When you copy the entries, keep every word exactly as it is and drop the images.

[SUPPLIED DATA]

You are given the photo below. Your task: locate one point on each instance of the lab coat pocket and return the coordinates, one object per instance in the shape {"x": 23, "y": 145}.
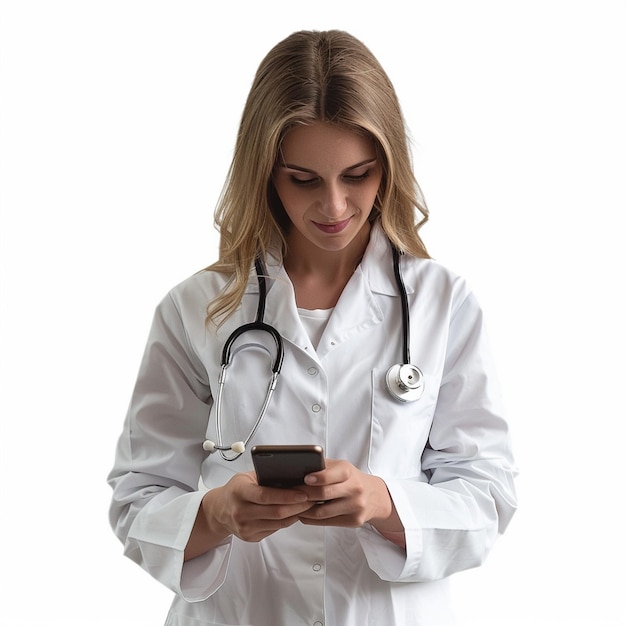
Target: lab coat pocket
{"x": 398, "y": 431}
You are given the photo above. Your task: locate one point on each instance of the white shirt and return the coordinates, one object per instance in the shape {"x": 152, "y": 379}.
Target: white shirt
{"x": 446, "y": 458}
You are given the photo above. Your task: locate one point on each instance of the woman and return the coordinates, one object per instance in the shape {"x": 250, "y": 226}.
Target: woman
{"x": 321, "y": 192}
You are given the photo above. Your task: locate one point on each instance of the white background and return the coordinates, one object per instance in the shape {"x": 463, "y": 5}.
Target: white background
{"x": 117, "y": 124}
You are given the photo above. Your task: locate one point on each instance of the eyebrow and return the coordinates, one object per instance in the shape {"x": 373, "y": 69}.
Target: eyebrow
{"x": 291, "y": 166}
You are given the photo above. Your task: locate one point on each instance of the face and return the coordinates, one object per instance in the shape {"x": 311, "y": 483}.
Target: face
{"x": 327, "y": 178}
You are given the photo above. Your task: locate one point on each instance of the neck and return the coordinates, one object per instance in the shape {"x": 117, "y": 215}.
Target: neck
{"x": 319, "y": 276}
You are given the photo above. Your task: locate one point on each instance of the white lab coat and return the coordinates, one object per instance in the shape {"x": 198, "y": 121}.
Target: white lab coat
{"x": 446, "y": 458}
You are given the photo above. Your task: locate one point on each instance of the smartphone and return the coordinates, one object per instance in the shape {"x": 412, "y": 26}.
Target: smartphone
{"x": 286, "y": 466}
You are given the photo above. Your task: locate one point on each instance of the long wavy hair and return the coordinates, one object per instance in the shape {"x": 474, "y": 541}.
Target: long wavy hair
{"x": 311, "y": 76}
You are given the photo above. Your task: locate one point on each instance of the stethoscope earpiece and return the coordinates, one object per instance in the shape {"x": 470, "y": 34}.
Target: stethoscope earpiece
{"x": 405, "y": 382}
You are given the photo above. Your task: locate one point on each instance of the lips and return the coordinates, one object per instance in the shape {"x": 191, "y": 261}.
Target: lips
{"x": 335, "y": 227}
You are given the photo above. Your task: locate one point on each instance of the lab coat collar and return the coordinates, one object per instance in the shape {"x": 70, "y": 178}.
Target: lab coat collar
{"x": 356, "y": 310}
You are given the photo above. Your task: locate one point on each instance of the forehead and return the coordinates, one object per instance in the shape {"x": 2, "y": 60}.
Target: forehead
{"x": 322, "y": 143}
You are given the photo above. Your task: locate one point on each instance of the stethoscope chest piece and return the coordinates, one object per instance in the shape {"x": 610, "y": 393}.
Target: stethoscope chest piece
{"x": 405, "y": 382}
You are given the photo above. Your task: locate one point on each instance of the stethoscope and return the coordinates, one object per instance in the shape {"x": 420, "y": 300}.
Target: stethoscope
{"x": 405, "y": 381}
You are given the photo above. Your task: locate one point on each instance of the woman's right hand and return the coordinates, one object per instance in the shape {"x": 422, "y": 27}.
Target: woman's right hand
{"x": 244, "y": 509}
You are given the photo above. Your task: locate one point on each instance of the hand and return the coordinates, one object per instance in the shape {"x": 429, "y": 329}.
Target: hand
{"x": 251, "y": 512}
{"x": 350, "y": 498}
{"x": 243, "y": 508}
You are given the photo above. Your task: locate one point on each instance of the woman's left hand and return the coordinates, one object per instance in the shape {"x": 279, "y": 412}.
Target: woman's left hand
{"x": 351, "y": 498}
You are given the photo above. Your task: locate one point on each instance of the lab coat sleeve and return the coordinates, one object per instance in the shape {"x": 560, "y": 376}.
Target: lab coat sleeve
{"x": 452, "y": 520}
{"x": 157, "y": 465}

[/SUPPLIED DATA]

RESPONSE BELOW -
You are given the photo below. Your task: locate one point on each instance of the lab coat pocket and return the coordinates, one object per instance in the shape {"x": 23, "y": 145}.
Target: lab coat pocket
{"x": 398, "y": 431}
You are given the photo above. Your task: locate one point on each instance of the white shirt and return the coordinates, one object per instance in the shape {"x": 152, "y": 379}.
Target: white shirt
{"x": 446, "y": 458}
You are given the photo above. Your task: locate one point on each instance of the woman and return the coordinates, one object per instance in the shape {"x": 250, "y": 226}.
Target: woman
{"x": 321, "y": 192}
You are given the photo above. Your task: locate one point on each instance of the white background and return the coordinates, one object per instance in the shape {"x": 463, "y": 5}.
Target: white background
{"x": 117, "y": 124}
You are given the photo above. Your task: locate one point on each instance of the eyebrow and return the coordinates, one object per instance in the shape {"x": 373, "y": 69}.
Target: eyebrow
{"x": 291, "y": 166}
You are given the photo above. Your task: locate one point on each instance of the face and return the coordinates, one object per instance in the shape {"x": 311, "y": 483}.
Target: face
{"x": 327, "y": 178}
You are given the photo above. Your task: locate one point on each instance of the neck and return the coordinates, one object per instance in the shape {"x": 117, "y": 215}.
Target: neck
{"x": 319, "y": 276}
You are given the photo above. Your task: locate one point on each instance of the white lab coat and return the coordinates, one object per instance in the shape {"x": 198, "y": 121}.
Target: white lab coat
{"x": 446, "y": 458}
You are given the photo above. Your task: locate one point on each instance of the smartphone and return the coordinates, one object per instance in the shape {"x": 412, "y": 26}.
Target: smartphone
{"x": 286, "y": 466}
You are given the photo above. Your task: locate one point on each instance of the long wavy hair and return the coordinates, one object per instance in the shape {"x": 474, "y": 541}.
Target: long wavy hair
{"x": 311, "y": 76}
You are given the photo above. Your task: locate one point on each instance of the stethoscope earpiece and return the coordinates, one object per instance in the shape {"x": 470, "y": 34}.
Target: stethoscope earpiece
{"x": 405, "y": 382}
You are given the photo above. Your task: locate one point on each instance of the lips and return the coordinates, one object per instance in the shape {"x": 191, "y": 261}.
Target: lips
{"x": 335, "y": 227}
You are given the photo above. Your task: locate one point on each instance of the lab coat collar and return the coordinates, one object per instance in the shape {"x": 70, "y": 178}.
Target: lab coat collar
{"x": 356, "y": 310}
You are given the photo above. Your task: locate one point on each instance of the forehead and return the coordinates, one object per instance in the shape {"x": 2, "y": 60}.
Target: forehead
{"x": 322, "y": 143}
You are given the photo above. Your task: locate one point on each instance of the stethoscope chest piece and return the coordinates, one object per instance in the shape {"x": 610, "y": 393}.
Target: stethoscope chest piece
{"x": 405, "y": 382}
You are given the photo above. Your task: locate one point on each instance of the stethoscope and return the coordinates, one object per instance in the shape {"x": 420, "y": 300}.
Target: stethoscope
{"x": 405, "y": 381}
You are given the photo above. Your task: locate one point on each instance of the woman's right hand and return the coordinates, one object per instance in the shape {"x": 422, "y": 27}.
Target: woman's right hand
{"x": 244, "y": 509}
You are given the photo above. Your task: locate one point on each instance of the hand and return the coordinates, one object per instance in the shape {"x": 429, "y": 329}.
Target: hand
{"x": 251, "y": 512}
{"x": 350, "y": 498}
{"x": 243, "y": 508}
You are given the photo above. Your task: locate one point on each instance of the woman's left hand and return the coordinates, one object per instance in the shape {"x": 279, "y": 412}.
Target: woman's left hand
{"x": 351, "y": 498}
You are given the photo above. Your task: locate one point on each instance of the lab coat sleeve and return the coordinates, one object per instance in the shape {"x": 560, "y": 376}.
Target: lab coat sleeve
{"x": 452, "y": 520}
{"x": 157, "y": 465}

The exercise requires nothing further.